Problem tanımı -> Susurluk Şeker Fabrikası hakkındaki haberde geçen "Temeli, Üçüncü Cumhurbaşkanı Celal Bayar tarafından 1954 yılında atılan, bir yıl sonra üretime geçen Susurluk Şeker Fabrikası, son iki yıldır çalışmıyor." cümlesinin İngilizce çevirisi nedir?

Susurluk Şeker Fabrikası'nda iki yıldır çarklar dönmüyor
Fabrika yönetimi ve sendika, fabrikanın bu yıl tekrar çalışması için yaklaşık bir aydır bölgedeki çiftçiden pancar ekimi için taahhüt alıyor. Çiftçiden, şimdiye kadar 100 ton civarında taahhüt alınırken, bu rakamın 200 bin tona çıkarılması hedefleniyor.
Temeli, Üçüncü Cumhurbaşkanı Celal Bayar tarafından 1954 yılında atılan, bir yıl sonra üretime geçen Susurluk Şeker Fabrikası, son iki yıldır çalışmıyor. Türkiye'deki 32 şeker fabrikası içinde büyüklüğü ve işleme kapasitesi açısından önemli bir yere sahip olan fabrika, bölgenin ekonomisi için hayati öneme sahip. Fabrikanın, 2010 yılında bölgeye sağladığı katma değer 100 milyon lira civarında. Susurluk Şeker Fabrikası, Çarşamba Şeker Fabrikası ile birlikte Türkiye'de şu anda çalışmayan iki şeker farikasından biri. 1990 yılında 180 gün boyunca toplam 1 milyon 70 bin ton pancarın işlendiği fabrikada, 2010 yılında ise bu miktar büyük bir gerilemeyle 248 bin tona düşmüş. Fabrikanın tekrar çalışmasını bekleyen işçilerin bir bölümü, diğer fabrikalara geçici olarak görevlendiriliyor. Ancak iki yıldır çalışmadan maaşlarını alan işçiler, bir an önce fabrikanın çalışmasını bekliyor. Balıkesir-Bursa kara yolu üzerinde toplam 840 dekar alan üzerine kurulan fabrika içerisinde lojman, okul, cami, sağlık ocağı, berber, market, çiftlik ve birçok sosyal alan bulunuyor.

Girdi verileri ->
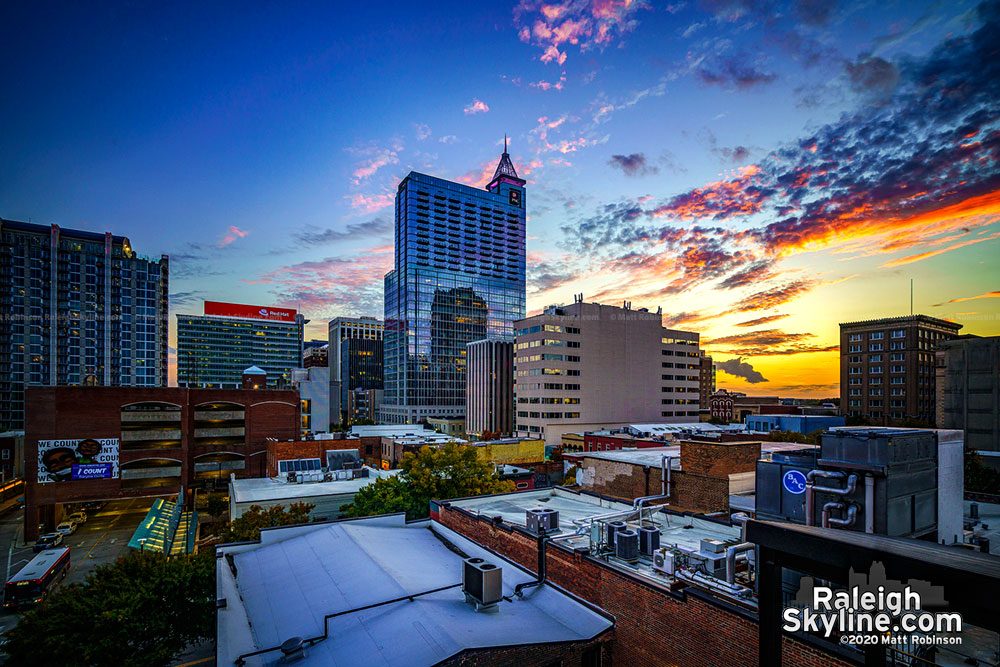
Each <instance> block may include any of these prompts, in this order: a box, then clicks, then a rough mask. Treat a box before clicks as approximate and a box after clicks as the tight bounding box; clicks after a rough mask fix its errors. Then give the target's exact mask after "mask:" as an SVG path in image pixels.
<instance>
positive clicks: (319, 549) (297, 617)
mask: <svg viewBox="0 0 1000 667" xmlns="http://www.w3.org/2000/svg"><path fill="white" fill-rule="evenodd" d="M396 519H397V520H396V522H395V523H394V524H393V523H391V522H390V519H389V518H387V517H382V518H373V519H359V520H353V521H342V522H337V523H332V524H326V525H321V526H317V527H316V528H315V529H312V530H308V532H305V533H302V532H301V527H289V528H287V529H277V532H286V533H287V534H290V535H296V536H292V537H289V538H288V539H283V540H281V541H278V542H276V543H274V542H271V543H269V544H262V545H253V546H250V547H249V548H248V546H247V545H234V546H233V547H222V548H221V550H222V551H224V552H228V553H232V554H233V561H234V566H235V567H234V568H230V566H229V565H228V563H227V559H226V558H220V559H218V560H217V561H216V563H217V565H216V582H217V597H218V598H225V599H226V602H227V604H226V606H225V607H223V608H221V609H219V611H218V615H217V619H218V620H217V624H218V633H217V634H218V644H217V646H218V657H219V664H233V662H234V661H235V659H236V658H237V657H238V656H239V655H240V654H243V653H249V652H252V651H257V650H261V649H269V648H272V647H278V646H280V645H281V643H282V642H284V641H286V640H288V639H289V638H292V637H302V638H306V639H308V638H313V637H320V636H322V635H323V634H324V629H326V630H327V631H328V635H327V637H328V639H327V640H324V641H319V642H317V643H316V644H314V645H312V646H311V647H309V648H308V649H307V650H306V652H305V655H304V657H302V658H301V659H299V660H297V661H296V664H299V665H303V666H306V665H310V666H311V665H334V664H338V665H346V664H366V665H433V664H438V663H440V662H442V661H444V660H447V659H448V658H450V657H452V656H455V655H457V654H459V653H461V652H463V651H467V650H473V649H481V648H492V647H501V646H524V645H529V644H539V643H553V642H569V641H586V640H589V639H592V638H594V637H596V636H597V635H599V634H601V633H602V632H604V631H606V630H608V629H609V628H611V627H612V626H613V622H612V621H611V620H610V619H609V618H608V617H607V616H605V615H604V614H602V613H600V612H599V611H597V610H595V609H594V608H591V607H590V606H588V605H585V604H584V603H582V602H580V601H579V600H578V599H576V598H574V597H571V596H570V595H568V594H566V593H563V592H561V591H559V590H557V589H555V588H553V587H552V586H549V585H542V586H539V587H537V588H532V589H529V590H528V591H526V592H525V595H524V596H523V597H522V598H520V599H515V600H514V601H511V602H508V601H502V602H500V603H499V609H498V611H497V612H496V613H480V612H477V611H476V610H475V609H474V607H473V606H472V605H470V604H469V603H467V602H466V601H465V596H464V593H463V592H462V590H461V587H454V588H448V589H447V590H442V591H438V592H435V593H431V594H428V595H422V596H420V597H415V598H411V599H409V600H405V599H404V600H402V601H398V602H393V603H391V604H386V605H382V606H379V607H378V608H375V609H369V610H365V611H358V612H352V613H346V614H343V615H341V616H337V617H334V618H331V619H329V620H327V621H324V616H326V615H329V614H334V613H340V612H345V611H350V610H354V609H358V608H359V607H364V606H368V605H373V604H378V603H382V602H387V601H390V600H396V599H398V598H405V596H407V595H415V594H420V593H424V592H425V591H431V590H435V589H438V588H442V587H446V586H452V585H454V584H460V583H461V581H462V567H463V558H464V557H478V558H483V559H485V560H486V561H488V562H491V563H494V564H496V565H498V566H499V567H500V569H501V570H502V571H503V593H504V595H506V596H510V595H511V594H512V593H513V592H514V587H515V586H516V585H517V584H518V583H522V582H529V581H533V580H534V579H535V577H534V575H532V574H530V573H528V572H526V571H525V570H522V569H521V568H519V567H517V566H516V565H514V564H513V563H511V562H510V561H507V560H505V559H503V558H501V557H500V556H498V555H496V554H494V553H491V552H489V551H487V550H486V549H484V548H482V547H480V546H479V545H478V544H476V543H474V542H472V541H470V540H468V539H466V538H464V537H462V536H461V535H459V534H457V533H455V532H453V531H451V530H449V529H447V528H445V527H444V526H441V525H440V524H438V523H436V522H430V521H422V522H416V523H410V524H406V523H405V522H404V521H403V519H402V517H396ZM297 531H298V532H297ZM268 532H269V534H270V533H274V532H276V531H268ZM269 537H272V538H274V537H276V536H275V535H269ZM429 564H433V566H430V565H429ZM234 570H235V572H236V574H235V575H234V574H233V571H234ZM280 655H281V653H280V651H273V652H269V653H266V654H263V655H260V656H255V657H253V658H249V659H248V660H247V664H250V665H253V664H257V665H265V664H268V665H270V664H276V662H277V660H278V658H279V657H280Z"/></svg>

Çözülmüş problem -> The Susurluk Sugar Factory, whose foundation was laid in 1954 by the third President, Celal Bayar, and which began production a year later, has not been operating for the last two years.